─── DOCUMENT EXTRACT ───

Note

This note was transcribed by Claude.

Overview

Lecture 3 (24.02.2026) continued building on the foundational statistics concepts introduced in Lecture 2. The session focused on types of variables used in sports performance research, reviewed the distinction between dependent and independent variables, and set up a practical Excel-based exercise.


Review: Dependent vs. Independent Variables

The lecture opened with a recap using a concrete football example:

  • Research question: Do teams score more goals at home or away?
  • Dependent variable: Goals scored (the outcome being measured)
  • Independent variable: Match location — home or away (the factor that may influence the outcome)

The dependent variable is what you measure; the independent variable is the condition or grouping factor you believe influences it.


Categories of Variables

Four categories were introduced:

1. Categorical Variables

Variables that organize data into groups or categories with no inherent numerical meaning. Examples in football analysis:

  • Player position (e.g., forward, midfielder, defender)
  • Match outcome (win, loss, draw)
  • Match location (home, away)
  • Playing system (e.g., 4-4-2, 4-3-3)
  • Team tactics
  • Passing accuracy ranges (when binned into brackets rather than kept as raw numbers)
  • Time period in which a goal was scored (e.g., 0-15 min, 16-30 min)
  • Type of set piece (corner, free kick, throw-in, etc.)

2. Continuous Variables

Variables that can take any value within a range, including decimals. Examples:

  • Playing speed
  • Ball possession percentage
  • Passing length
  • Number of dribbles (treated as continuous when it can range from zero upward)

Key distinction: Not every numerical variable is continuous. “How many children do you have?” is not continuous because you cannot have 1.2 children. A continuous variable must be able to take fractional values within its range.

3. Nominal Variables

A subtype of categorical variables where the order of categories does not matter. No inherent ranking among the groups. Examples:

  • Team name
  • Match venue
  • Player nationality
  • Team kit colour

4. Ordinal Variables

A subtype of categorical variables where the order does matter — there is a meaningful ranking or hierarchy. Examples:

  • Player level (e.g., amateur, semi-professional, professional)

─── DATA TO EXAMINE ───

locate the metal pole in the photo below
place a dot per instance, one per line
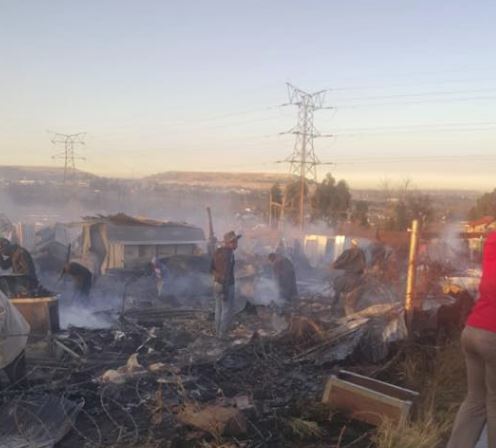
(412, 271)
(302, 201)
(270, 209)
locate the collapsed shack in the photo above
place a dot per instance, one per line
(124, 242)
(160, 377)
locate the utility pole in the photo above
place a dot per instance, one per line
(412, 273)
(303, 161)
(70, 142)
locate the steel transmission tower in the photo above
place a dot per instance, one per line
(70, 142)
(303, 161)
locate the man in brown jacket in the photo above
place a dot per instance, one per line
(223, 272)
(15, 257)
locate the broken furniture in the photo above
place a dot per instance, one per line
(367, 399)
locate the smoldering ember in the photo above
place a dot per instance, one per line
(246, 322)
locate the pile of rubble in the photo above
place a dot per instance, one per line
(159, 377)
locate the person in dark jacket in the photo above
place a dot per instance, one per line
(223, 273)
(284, 275)
(353, 262)
(19, 260)
(82, 279)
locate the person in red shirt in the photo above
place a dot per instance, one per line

───

REQUIRED ACTIONS »
a) Retype the part of the lecture note on variables starting at "Four categories were" and ending at "min, 16-30 min)".
b) Answer these questions from the lecture note on variables:
(i) In the football recap, what is the dependent variable?
(ii) On what date was Lecture 3 held?
(iii) Which four examples are listed for nominal variables?
c) Carry on the lecture note on variables in sports performance research from its last line.

EXPECTED RESPONSES »
a)
Four categories were introduced:

1. Categorical Variables

Variables that organize data into groups or categories with no inherent numerical meaning. Examples in football analysis:

  • Player position (e.g., forward, midfielder, defender)
  • Match outcome (win, loss, draw)
  • Match location (home, away)
  • Playing system (e.g., 4-4-2, 4-3-3)
  • Team tactics
  • Passing accuracy ranges (when binned into brackets rather than kept as raw numbers)
  • Time period in which a goal was scored (e.g., 0-15 min, 16-30 min)

b)
(i) Goals scored.
(ii) 24.02.2026.
(iii) Team name, match venue, player nationality and team kit colour.

c)
  • Injury severity rating
  • Team ranking
  • Performance tiers (top, intermediate, bottom)

Relationship Between Variable Types

An important clarification:

  • Nominal and ordinal are both subtypes of categorical. “Categorical” is the broad umbrella; nominal and ordinal specify whether ordering matters.
  • The distinction matters because different statistical tests require different variable types. For instance, you might analyze ball possession percentage (continuous) organized by team names (nominal), or by performance tiers (ordinal). The choice of grouping variable type determines which statistical test is appropriate.

Practical Component

The lecturer announced a hands-on exercise using:

  • An Excel file (distributed to students)
  • A booklet specific to this lecture

The practical demonstration involved organizing data in Excel — for example, entering passing accuracy values organized by team names to illustrate how continuous variables are structured alongside categorical/nominal grouping variables.


Tools and Software

  • Microsoft Excel — used for practical data organization and statistical exercises

Connection to Research Methods

Understanding variable types is essential for correctly describing your methodology and selecting appropriate statistical analyses in the Methods section of a research paper.